_What to produce_:
Could you quote, exactly as they stand, the lines running from the one with "Could you indicate the white" to the final line of the material?

_Entries provided_:
+-------+
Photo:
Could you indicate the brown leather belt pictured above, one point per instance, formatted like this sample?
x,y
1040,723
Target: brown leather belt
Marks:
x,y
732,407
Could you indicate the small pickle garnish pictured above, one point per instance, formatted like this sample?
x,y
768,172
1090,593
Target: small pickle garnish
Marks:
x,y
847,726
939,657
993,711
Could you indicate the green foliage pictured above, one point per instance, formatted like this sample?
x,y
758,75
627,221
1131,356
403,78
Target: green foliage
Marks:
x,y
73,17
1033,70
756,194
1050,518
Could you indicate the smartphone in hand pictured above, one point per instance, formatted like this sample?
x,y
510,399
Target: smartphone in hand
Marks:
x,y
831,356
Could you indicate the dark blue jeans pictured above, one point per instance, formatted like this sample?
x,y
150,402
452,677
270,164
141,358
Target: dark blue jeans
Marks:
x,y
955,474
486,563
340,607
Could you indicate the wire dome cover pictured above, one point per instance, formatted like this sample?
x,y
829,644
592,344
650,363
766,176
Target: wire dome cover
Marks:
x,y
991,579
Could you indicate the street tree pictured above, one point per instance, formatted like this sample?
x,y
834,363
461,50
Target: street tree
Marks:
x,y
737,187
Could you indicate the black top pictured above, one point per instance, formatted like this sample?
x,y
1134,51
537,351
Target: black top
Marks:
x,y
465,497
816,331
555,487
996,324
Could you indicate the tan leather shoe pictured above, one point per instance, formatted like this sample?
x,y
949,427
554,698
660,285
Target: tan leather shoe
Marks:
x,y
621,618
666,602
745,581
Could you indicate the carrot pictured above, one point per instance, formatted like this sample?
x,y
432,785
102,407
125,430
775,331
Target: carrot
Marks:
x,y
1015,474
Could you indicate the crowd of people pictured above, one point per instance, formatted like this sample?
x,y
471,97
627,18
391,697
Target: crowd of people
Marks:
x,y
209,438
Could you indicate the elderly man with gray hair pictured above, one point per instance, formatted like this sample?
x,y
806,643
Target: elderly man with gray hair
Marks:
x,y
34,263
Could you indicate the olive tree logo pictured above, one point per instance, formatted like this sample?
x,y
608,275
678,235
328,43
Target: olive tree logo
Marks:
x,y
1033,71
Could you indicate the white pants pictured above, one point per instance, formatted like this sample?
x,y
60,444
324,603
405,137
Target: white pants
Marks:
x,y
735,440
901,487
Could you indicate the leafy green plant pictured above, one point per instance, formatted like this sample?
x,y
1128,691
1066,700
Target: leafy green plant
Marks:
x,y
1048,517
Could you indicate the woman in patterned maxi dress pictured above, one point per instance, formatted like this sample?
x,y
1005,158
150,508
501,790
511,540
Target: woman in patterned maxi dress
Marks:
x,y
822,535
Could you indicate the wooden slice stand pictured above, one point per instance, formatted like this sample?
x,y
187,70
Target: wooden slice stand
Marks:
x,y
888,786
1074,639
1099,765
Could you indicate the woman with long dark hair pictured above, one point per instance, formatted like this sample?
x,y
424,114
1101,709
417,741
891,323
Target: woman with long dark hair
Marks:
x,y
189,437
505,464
+-------+
_Result below_:
Could you indicate the white pants pictured above, one point per instance, formatted like this sample?
x,y
60,444
324,603
405,137
Target: white pants
Marks:
x,y
735,440
901,487
Could you indicate the leafy green plant pictured above, one point per instance, formatted like this sample?
x,y
1128,691
1066,700
Target: leafy green plant
Marks:
x,y
1048,517
Could you indicate the woman in patterned maxi dress pictured above, one point per instance, formatted like this sample?
x,y
1005,158
150,508
501,790
511,540
Target: woman in patterned maxi dress
Marks:
x,y
822,535
Could you indicate the wooden slice stand pictured above, one point per instance, formatted like this sample?
x,y
187,70
Target: wooden slice stand
Marks:
x,y
888,786
1074,639
1099,765
Could you indicate the woman with long dark hair pictured above, one point per instance, formatted like this sample?
x,y
424,114
1101,709
417,741
891,323
Target: woman with long dark hair
Marks:
x,y
189,437
505,464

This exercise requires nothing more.